• TASK PROMPT:
Report how many lines in the records below hold the word "object". Add nothing to the number.

━━━ MATERIAL FOR THE TASK ━━━

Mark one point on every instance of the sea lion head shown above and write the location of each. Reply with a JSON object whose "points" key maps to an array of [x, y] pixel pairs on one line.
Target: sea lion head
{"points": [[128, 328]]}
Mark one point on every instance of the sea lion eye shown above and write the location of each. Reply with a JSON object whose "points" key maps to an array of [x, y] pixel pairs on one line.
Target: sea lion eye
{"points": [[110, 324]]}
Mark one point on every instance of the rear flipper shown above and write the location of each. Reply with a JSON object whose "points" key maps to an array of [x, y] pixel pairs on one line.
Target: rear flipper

━━━

• TASK SOLUTION:
3